◆ **Items from a dataset**
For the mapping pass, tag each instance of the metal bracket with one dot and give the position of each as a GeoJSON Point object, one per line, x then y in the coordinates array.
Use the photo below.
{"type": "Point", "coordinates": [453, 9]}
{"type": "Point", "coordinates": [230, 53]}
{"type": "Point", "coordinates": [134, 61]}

◆ **WHAT YOU ARE ASKED TO DO**
Each entry should be reproduced in the output exactly.

◆ **WRITTEN SOLUTION**
For the mapping pass, tag each instance of the metal bracket with one dot and give the position of each as a GeoJSON Point object, one per line, x then y in the coordinates array.
Use the photo below.
{"type": "Point", "coordinates": [453, 9]}
{"type": "Point", "coordinates": [230, 53]}
{"type": "Point", "coordinates": [134, 61]}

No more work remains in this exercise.